Sin duda, tiene tras de sí toda una serie de obras muy entretenidas basadas en el mundo de la investigación, la deducción y los crímenes, por supuesto. Entre sus novelas hay obras clásicas del género negro como Asesinato en el Orient Express (1934), Muerte en el Nilo (1937), Cita con la muerte (1938) o Diez negritos (1939), por mencionar algunos.

Sin duda, sus viajes por el mundo, gracias especialmente a su segundo matrimonio con el arqueólogo Max Mallowan. Y logró ser una voz personal en el mundo literario, ofreciendo perspectivas diferentes a lo expuesto por Conan Doyle y trazando líneas que posteriormente serían imitadas, como comentaremos más adelante.

De todas sus obras, hoy no nos vamos a acercar a una de las más conocidas, pero eso no la hace menos disfrutable. Nos referimos a Muerte en las nubes (1935). En esta ocasión, durante un vuelo en el avión Prometheus desde París hasta Croydon (municipio de Londres), una pasajera muere en su asiento, como descubre uno de los azafatos. Sin embargo, lo que podría haber pasado por un fallecimiento casual, fruto quizás de la avanzada edad de la mujer o de la picadura de una avispa, pronto se convertirá en un asesinato tras descubrir uno de los pasajeros un dardo envenenado en el suelo y la señal de que había sido clavado en el cuello de la víctima. Este pasajero no es otro que Hercules Poirot, que viéndose inevitablemente relacionado con el caso, incluso convertido en sospechoso, comenzará a investigar a partir de sus intuiciones, con sus células grises.
_ _ _
● Instrucciones:
Escribe la continuación del fragmento sobre Muerte en las nubes, comenzando justo después de su última oración.

● Los datos:
_ _ _
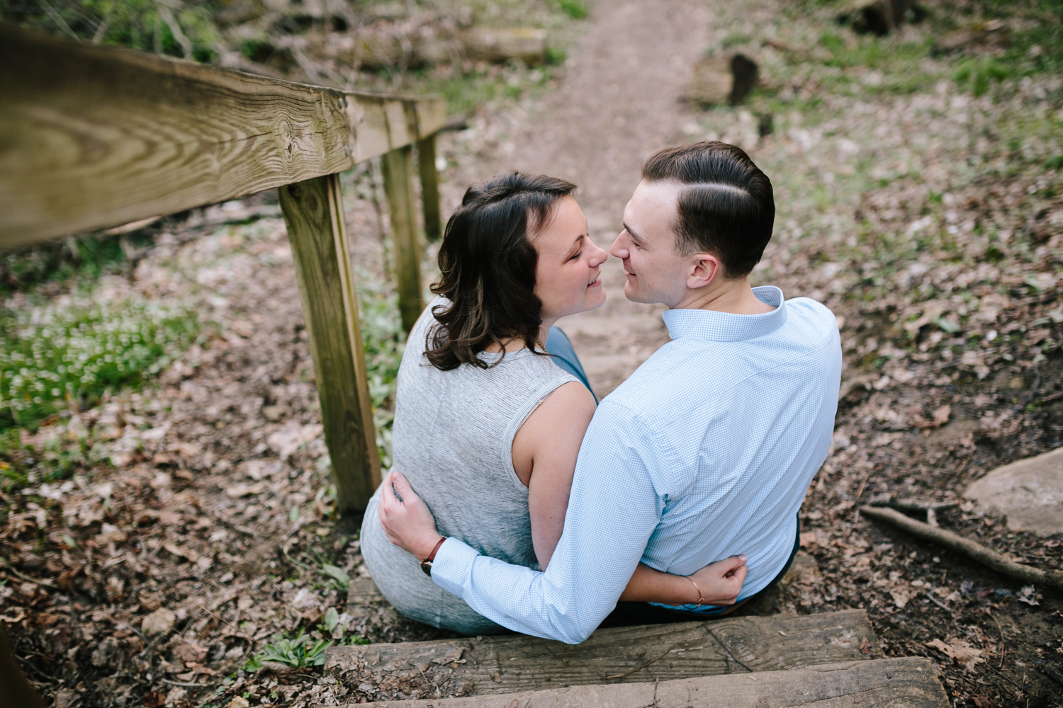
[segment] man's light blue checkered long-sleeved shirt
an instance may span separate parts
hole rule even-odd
_ _ _
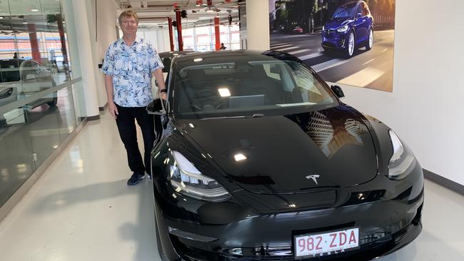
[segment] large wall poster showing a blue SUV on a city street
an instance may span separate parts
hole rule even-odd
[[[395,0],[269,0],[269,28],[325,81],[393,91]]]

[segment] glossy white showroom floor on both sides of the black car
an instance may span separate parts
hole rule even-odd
_ _ _
● Respuesta escrita:
El asesinato realizado mediante una cerbatana debería haber llamado la atención de los pasajeros, pero nadie vio nada. Nadie se considera culpable. Y a partir de aquí comienza el auténtico relato. Sin duda, Agatha Christie es metódica en su elaboración narrativa: muestra los diferentes interrogatorios, la lista de objetos personales, hasta la vista oral, de modo que el lector tenga una imagen nítida del caso y los mismos elementos que Poirot para descubrirlo. Aunque la solución sea bastante compleja. A ello debemos sumar las sospechas de otros personajes y los giros que provoca según avanza la trama para desviar la atención generalmente del auténtico asesino. Sin duda, hoy en día este modelo lo tenemos más presente, pero la forma en que lo desarrolla la autora es magistral.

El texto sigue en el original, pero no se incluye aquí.